[Records from a dataset]
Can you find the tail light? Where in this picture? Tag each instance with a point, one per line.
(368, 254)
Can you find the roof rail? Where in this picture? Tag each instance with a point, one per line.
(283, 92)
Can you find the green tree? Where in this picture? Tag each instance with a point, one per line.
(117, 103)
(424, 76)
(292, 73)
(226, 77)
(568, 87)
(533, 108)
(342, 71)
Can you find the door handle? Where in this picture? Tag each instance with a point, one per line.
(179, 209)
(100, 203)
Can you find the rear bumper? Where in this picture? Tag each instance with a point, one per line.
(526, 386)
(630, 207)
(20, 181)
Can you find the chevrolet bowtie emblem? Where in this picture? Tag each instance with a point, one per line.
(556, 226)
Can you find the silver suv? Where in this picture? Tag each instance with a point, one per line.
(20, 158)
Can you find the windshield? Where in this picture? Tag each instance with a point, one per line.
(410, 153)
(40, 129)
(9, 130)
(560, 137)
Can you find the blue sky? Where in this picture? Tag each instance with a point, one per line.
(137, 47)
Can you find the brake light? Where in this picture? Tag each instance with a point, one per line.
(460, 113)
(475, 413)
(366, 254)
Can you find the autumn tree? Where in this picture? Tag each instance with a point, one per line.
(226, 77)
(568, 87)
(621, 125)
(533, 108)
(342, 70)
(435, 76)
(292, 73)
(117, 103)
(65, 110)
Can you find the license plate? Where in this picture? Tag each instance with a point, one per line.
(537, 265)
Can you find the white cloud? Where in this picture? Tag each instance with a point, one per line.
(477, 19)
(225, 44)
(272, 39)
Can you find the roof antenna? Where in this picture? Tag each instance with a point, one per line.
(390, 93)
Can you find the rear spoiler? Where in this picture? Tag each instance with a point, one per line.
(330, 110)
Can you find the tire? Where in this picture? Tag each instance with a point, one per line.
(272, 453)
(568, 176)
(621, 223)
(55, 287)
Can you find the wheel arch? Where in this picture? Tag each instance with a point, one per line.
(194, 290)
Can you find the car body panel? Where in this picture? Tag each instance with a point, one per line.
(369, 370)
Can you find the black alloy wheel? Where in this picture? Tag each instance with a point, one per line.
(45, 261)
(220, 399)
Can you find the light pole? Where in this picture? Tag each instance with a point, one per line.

▸ Try it
Write every entry out again. Leave each one exactly as it is.

▸ Response box
Can you find the tail light? Where in this picture? Tag each instance with a point, one per line.
(368, 254)
Can you find the roof rail? Where in this picture? Tag each instance with a point, one per line.
(283, 92)
Can you find the green tree? Where in this picture? Tag each instance with a point, one per line.
(117, 103)
(424, 76)
(292, 73)
(226, 77)
(568, 87)
(533, 108)
(342, 71)
Can you find the door handle? Where in this picture? Tag each instance with a point, one per line.
(179, 209)
(100, 203)
Can you find the rear bumper? Where in this picture? Tag each instance with a point, one per line.
(526, 386)
(630, 207)
(20, 181)
Can you find the chevrolet bowtie emblem? Where in this picture? Tag each instance with a point, one per line.
(556, 226)
Can you find the silver suv? Where in this picture? Tag each instance with a point, one per line.
(20, 158)
Can you find the windshield? Where in this picture? Tag each instance with a point, one per line.
(410, 153)
(40, 129)
(9, 130)
(560, 137)
Can you find the blue sky? Where in this picture? Tag each instance with a point, one per line.
(137, 47)
Can you find the brake light? Where in this picture? Tag each instance with a point, one per line.
(460, 113)
(475, 413)
(366, 254)
Can you find the autumn tree? Where in this picture? Tag each instance with a point, one per line.
(226, 77)
(568, 87)
(621, 125)
(533, 108)
(342, 70)
(435, 76)
(292, 73)
(117, 103)
(65, 110)
Can you find the license plate? Where in this picture? Tag each instance with a point, one per line.
(537, 265)
Can you find the white cloud? Where in this picture? Tag each instance with a point, one per line.
(477, 19)
(225, 44)
(272, 39)
Can you find the roof antenna? Where in this picture? Tag each instance with a point, one per line.
(390, 93)
Can you find the rear spoiler? Where in this picture? Tag each instance with a point, one per line.
(330, 110)
Can you find the tire? Where in this picture? Tag each instance with a point, one per line.
(272, 453)
(568, 176)
(621, 223)
(55, 287)
Can you find the wheel arch? Where in this picture? Tag each instance with a point, one per line.
(194, 290)
Can you find the car body panel? Where in this picture? Tag each instance with a point, one per line.
(369, 370)
Can you find the black alloy wheel? Where in this picture? Tag each instance with a point, one per line.
(45, 261)
(220, 399)
Can you find the light pole? Where in this picture? Tag each instance with a point, one per line.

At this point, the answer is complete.